_Document extract_
=====

MHT-CET Maths · Line and Plane

Tetrahedron Geometry — Centroid, Volume, and Vertices

Average the four vertices to get a tetrahedron's centroid (or the three vertices for a triangle), reverse that average to recover a missing vertex or coordinate, and use one-sixth the scalar triple product to get a tetrahedron's volume — including the plane-cuts-the-axes volume of OABC.

All Line and Plane notes MHT-CET Maths strategy

Why this matters

This thin subtopic is pure plug-in: across the 9 PYQs here, only THREE shapes appear and every one is a one-line formula. The centroid shape (direct average, or the inverse: solve for a missing vertex/coordinate) is the most frequent and runs EASY-to-MODERATE. The volume shape is a single scalar triple product set equal to a given value and solved for one unknown coordinate. The third shape — a plane parallel to two given lines, cutting the axes — chains a cross product, the intercept form, and the product-of-intercepts volume of OABC. There are no proofs and no tricks: memorise the three formulas, watch the factor of 1/4 vs 1/3 and the 1/6 on the volumes, and the subtopic is yours.

Concept 1 of 3

Centroid of a tetrahedron and a triangle

Intuition

The centroid is just the average of the corner points: add up the vertices and divide by how many there are — 4 for a tetrahedron, 3 for a triangle. The same averaging, read backwards, lets you recover a missing vertex (or a missing coordinate) when the centroid is given.

Definition

For a tetrahedron with vertices $A, B, C, D$ , the centroid is the average of all four:

$G = \dfrac{A + B + C + D}{4}$ , i.e. $\left(\dfrac{x_A+x_B+x_C+x_D}{4},\ \dfrac{y_A+\cdots}{4},\ \dfrac{z_A+\cdots}{4}\right)$ .

For a triangle with vertices $A, B, C$ , divide by 3 instead:

$G = \dfrac{A + B + C}{3}$ .

Inverse use: if $G$ and all-but-one vertex are known, isolate the missing one — e.g. for a triangle $x_C = 3x_G - x_A - x_B$ (and likewise for a tetrahedron with the factor 4).

Centroid (tetrahedron and triangle)

G_{\text{tet}} = \dfrac{A + B + C + D}{4} \qquad G_{\triangle} = \dfrac{A + B + C}{3}

$A, B, C, D$ position vectors (or coordinate triples) of the vertices
$G$ centroid — the component-wise average of the vertices

Diagram · coordinate planes & octants (drag to rotate)

Three planes (XY, YZ, ZX), each splitting space in two → 2 × 2 × 2 = 8 octants. P sits in the first octant (all coordinates positive).

Worked example

Find the centroid of the tetrahedron with vertices

A(2,0,1)

B(0,4,-1)

C(2,2,2)

D(0,2,2)

=====

(Dataset items)
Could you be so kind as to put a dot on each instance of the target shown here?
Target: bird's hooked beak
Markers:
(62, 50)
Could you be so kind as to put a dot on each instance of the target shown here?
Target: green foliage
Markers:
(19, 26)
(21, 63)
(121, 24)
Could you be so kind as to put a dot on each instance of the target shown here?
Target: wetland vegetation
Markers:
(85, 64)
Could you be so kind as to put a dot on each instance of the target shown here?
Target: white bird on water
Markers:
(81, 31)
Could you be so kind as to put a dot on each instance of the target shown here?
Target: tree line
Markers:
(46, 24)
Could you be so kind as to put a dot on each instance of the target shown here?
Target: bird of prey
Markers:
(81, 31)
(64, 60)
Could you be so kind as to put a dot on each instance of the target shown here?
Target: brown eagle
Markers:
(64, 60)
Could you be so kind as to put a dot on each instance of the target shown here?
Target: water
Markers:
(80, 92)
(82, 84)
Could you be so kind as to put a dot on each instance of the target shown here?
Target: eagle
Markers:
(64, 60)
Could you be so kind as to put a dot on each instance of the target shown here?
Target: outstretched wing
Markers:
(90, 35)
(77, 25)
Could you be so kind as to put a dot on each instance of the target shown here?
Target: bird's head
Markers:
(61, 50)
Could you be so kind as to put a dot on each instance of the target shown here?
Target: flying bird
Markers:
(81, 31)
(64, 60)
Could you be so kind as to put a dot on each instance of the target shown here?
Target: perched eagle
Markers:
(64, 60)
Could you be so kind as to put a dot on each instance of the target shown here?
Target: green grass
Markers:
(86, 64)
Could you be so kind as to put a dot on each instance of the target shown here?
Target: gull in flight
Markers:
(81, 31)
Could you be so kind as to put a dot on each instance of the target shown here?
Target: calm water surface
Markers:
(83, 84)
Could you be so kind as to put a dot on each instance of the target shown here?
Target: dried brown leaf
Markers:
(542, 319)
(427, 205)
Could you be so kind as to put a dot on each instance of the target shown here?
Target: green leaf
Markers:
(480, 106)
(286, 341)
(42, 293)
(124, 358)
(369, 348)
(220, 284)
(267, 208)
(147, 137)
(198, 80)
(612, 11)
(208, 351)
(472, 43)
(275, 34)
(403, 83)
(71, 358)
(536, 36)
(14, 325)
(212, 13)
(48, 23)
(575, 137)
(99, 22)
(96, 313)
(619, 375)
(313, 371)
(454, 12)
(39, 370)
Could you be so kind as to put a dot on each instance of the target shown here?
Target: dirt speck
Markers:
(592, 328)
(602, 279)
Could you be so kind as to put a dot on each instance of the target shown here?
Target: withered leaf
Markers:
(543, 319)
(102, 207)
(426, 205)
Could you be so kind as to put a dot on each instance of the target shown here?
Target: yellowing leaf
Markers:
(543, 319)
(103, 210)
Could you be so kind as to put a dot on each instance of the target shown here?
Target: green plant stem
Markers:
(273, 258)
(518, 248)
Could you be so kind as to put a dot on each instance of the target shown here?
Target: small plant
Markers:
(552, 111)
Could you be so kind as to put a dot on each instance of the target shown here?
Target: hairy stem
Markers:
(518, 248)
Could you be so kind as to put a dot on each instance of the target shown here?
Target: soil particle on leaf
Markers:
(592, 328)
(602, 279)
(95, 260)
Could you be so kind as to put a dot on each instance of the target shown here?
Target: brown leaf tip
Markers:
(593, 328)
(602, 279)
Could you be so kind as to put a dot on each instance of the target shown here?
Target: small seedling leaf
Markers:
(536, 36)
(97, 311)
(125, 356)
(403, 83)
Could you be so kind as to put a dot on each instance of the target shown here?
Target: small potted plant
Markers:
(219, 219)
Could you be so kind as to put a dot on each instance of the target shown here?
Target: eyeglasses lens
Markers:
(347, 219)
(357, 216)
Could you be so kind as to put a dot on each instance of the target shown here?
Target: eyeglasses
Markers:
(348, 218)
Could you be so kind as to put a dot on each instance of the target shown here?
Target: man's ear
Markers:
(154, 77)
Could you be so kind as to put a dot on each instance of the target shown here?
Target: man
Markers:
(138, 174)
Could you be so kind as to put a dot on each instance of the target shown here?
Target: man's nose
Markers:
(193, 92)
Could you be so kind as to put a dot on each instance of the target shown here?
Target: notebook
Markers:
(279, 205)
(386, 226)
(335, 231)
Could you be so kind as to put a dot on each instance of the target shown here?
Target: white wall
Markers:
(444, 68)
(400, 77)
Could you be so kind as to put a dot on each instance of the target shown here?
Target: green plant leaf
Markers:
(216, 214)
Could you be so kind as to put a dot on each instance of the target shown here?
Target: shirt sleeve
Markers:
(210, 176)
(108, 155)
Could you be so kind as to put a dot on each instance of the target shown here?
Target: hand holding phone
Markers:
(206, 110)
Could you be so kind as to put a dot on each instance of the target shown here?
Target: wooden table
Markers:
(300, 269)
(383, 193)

=====

_Written task A_
In the tetrahedron geometry notes, take the passage starting at "Concept 1 of" and ending at "centroid is given.". Write it out with "corner points" replaced by "vertices".
_Written task B_
Continue the tetrahedron geometry notes, picking up right after their last line.

_Task result A_
Concept 1 of 3

Centroid of a tetrahedron and a triangle

Intuition

The centroid is just the average of the vertices: add up the vertices and divide by how many there are — 4 for a tetrahedron, 3 for a triangle. The same averaging, read backwards, lets you recover a missing vertex (or a missing coordinate) when the centroid is given.

_Task result B_
Average the $x$ -coordinates: $\dfrac{2+0+2+0}{4} = \dfrac{4}{4} = 1$ .
Average the $y$ -coordinates: $\dfrac{0+4+2+2}{4} = \dfrac{8}{4} = 2$ .
Average the $z$ -coordinates: $\dfrac{1-1+2+2}{4} = \dfrac{4}{4} = 1$ .
So $G = (1, 2, 1)$ .

Answer:

G = (1, 2, 1)

Practice this conceptself-check · 4 quick reps

Try it yourself

Two vertices of a triangle are

A(2,3,-1)

and

B(0,1,5)

, and the centroid is

G(1,2,1)

. Find the third vertex

C

Practice — Level 1 (4 reps)

Quick reps to lock in the method. Try each, then check.

1.
Centroid of a tetrahedron divides the vertex sum by what number?
2.
Centroid of a triangle divides the vertex sum by what number?
3.
Tetrahedron centroid of $(0,0,0), (4,0,0), (0,4,0), (0,0,4)$ ?
4.
Triangle vertices $A(1,0,0), B(0,3,0)$ , centroid $(1,1,1)$ . Find $C$ .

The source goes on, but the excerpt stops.